Copy each line below without leaving any out.

A block of data:
>>>
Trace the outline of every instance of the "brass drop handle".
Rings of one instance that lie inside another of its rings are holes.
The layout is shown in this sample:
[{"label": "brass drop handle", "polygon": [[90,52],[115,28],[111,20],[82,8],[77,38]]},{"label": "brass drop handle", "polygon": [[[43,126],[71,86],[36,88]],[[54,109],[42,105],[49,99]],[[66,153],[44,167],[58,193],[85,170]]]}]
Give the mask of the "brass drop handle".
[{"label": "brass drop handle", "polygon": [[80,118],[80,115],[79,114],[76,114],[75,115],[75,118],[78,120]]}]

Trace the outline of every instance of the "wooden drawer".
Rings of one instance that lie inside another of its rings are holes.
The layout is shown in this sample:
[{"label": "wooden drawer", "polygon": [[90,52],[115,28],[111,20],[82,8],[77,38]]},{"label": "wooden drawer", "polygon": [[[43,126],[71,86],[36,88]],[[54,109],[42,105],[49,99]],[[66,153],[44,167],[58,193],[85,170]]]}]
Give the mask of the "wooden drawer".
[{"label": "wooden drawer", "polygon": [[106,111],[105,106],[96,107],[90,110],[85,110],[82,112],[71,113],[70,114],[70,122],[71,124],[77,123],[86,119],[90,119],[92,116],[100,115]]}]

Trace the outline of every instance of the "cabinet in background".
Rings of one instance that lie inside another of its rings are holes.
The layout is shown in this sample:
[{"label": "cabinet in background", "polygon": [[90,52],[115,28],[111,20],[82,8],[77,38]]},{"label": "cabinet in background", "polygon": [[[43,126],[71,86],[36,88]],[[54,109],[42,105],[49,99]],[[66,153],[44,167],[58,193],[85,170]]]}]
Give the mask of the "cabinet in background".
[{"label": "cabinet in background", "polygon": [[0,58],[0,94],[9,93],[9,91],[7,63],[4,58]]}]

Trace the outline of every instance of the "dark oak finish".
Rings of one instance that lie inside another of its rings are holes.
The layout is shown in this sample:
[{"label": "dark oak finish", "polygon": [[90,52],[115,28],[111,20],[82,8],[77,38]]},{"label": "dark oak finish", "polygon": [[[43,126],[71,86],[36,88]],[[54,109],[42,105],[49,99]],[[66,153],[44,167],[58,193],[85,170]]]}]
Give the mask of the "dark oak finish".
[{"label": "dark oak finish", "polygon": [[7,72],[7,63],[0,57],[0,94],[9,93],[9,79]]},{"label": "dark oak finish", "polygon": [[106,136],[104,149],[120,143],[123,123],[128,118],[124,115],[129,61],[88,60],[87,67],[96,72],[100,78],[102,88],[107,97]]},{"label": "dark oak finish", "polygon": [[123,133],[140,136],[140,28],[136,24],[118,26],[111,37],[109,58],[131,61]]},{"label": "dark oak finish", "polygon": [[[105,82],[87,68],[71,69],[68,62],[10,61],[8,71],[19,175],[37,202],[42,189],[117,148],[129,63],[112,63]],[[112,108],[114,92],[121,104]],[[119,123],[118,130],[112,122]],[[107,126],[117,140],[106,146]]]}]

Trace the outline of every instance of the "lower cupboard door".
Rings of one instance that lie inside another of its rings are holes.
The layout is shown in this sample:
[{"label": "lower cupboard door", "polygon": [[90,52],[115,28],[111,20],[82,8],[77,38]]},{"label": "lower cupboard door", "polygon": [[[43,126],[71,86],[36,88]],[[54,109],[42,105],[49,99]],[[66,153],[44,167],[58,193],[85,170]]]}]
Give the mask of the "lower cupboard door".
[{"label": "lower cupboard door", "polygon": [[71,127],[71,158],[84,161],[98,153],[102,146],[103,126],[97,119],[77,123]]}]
<<<
- _FINAL RESULT_
Trace the outline of every instance of the "brass drop handle".
Rings of one instance that lie inside another of its rings are holes.
The layout is shown in this sample:
[{"label": "brass drop handle", "polygon": [[90,52],[115,28],[111,20],[82,8],[77,38]]},{"label": "brass drop handle", "polygon": [[[43,126],[71,86],[36,88]],[[54,109],[42,105],[49,99]],[[66,153],[44,167],[58,193],[85,170]]]}]
Give the mask of the "brass drop handle".
[{"label": "brass drop handle", "polygon": [[80,118],[80,115],[79,114],[76,114],[75,115],[75,118],[78,120]]}]

Trace the outline of every instance of the "wooden drawer".
Rings of one instance that lie inside another of its rings are holes.
The layout is shown in this sample:
[{"label": "wooden drawer", "polygon": [[90,52],[115,28],[111,20],[82,8],[77,38]]},{"label": "wooden drawer", "polygon": [[[43,126],[71,86],[36,88]],[[54,109],[42,105],[49,99]],[[66,153],[44,167],[58,193],[85,170]]]}]
Give the mask of the "wooden drawer".
[{"label": "wooden drawer", "polygon": [[106,111],[105,106],[96,107],[90,110],[85,110],[82,112],[71,113],[70,114],[70,122],[71,124],[77,123],[86,119],[90,119],[92,116],[100,115]]}]

Trace the outline of every instance of the "cabinet in background".
Rings of one instance that lie inside another of its rings are holes.
The layout is shown in this sample:
[{"label": "cabinet in background", "polygon": [[90,52],[115,28],[111,20],[82,8],[77,38]]},{"label": "cabinet in background", "polygon": [[[43,126],[71,86],[36,88]],[[54,109],[42,105],[49,99]],[[66,153],[44,167],[58,193],[85,170]]]}]
Give the mask of the "cabinet in background".
[{"label": "cabinet in background", "polygon": [[0,58],[0,94],[9,93],[9,91],[7,63],[4,58]]}]

Trace the outline of every instance of the "dark oak finish".
Rings of one instance that lie inside another of its rings are holes.
The layout is shown in this sample:
[{"label": "dark oak finish", "polygon": [[90,52],[115,28],[111,20],[82,8],[77,38]]},{"label": "dark oak finish", "polygon": [[[43,126],[71,86],[36,88]],[[54,109],[42,105],[49,99]],[[66,153],[44,167],[58,193],[85,170]]]}]
Give the mask of the "dark oak finish".
[{"label": "dark oak finish", "polygon": [[7,72],[7,63],[0,57],[0,94],[9,93],[9,79]]},{"label": "dark oak finish", "polygon": [[106,136],[104,149],[120,143],[123,123],[128,118],[124,115],[129,61],[88,60],[87,67],[96,72],[100,78],[102,88],[107,97]]},{"label": "dark oak finish", "polygon": [[123,133],[140,136],[140,28],[136,24],[118,26],[111,37],[109,58],[131,61]]},{"label": "dark oak finish", "polygon": [[[105,82],[87,68],[71,69],[68,62],[10,61],[8,71],[19,175],[37,202],[42,189],[117,148],[129,63],[112,63]],[[112,108],[114,92],[121,104]],[[119,123],[118,130],[112,122]],[[107,126],[117,140],[106,146]]]}]

Trace the outline of every instance of the "lower cupboard door".
Rings of one instance that lie inside another of its rings are holes.
The layout is shown in this sample:
[{"label": "lower cupboard door", "polygon": [[90,52],[115,28],[111,20],[82,8],[77,38]]},{"label": "lower cupboard door", "polygon": [[[43,126],[71,86],[36,88]],[[54,109],[42,105],[49,99]],[[66,153],[44,167],[58,193],[85,170]]]}]
Give the mask of the "lower cupboard door".
[{"label": "lower cupboard door", "polygon": [[71,127],[71,158],[84,161],[98,153],[102,146],[103,126],[97,119],[77,123]]}]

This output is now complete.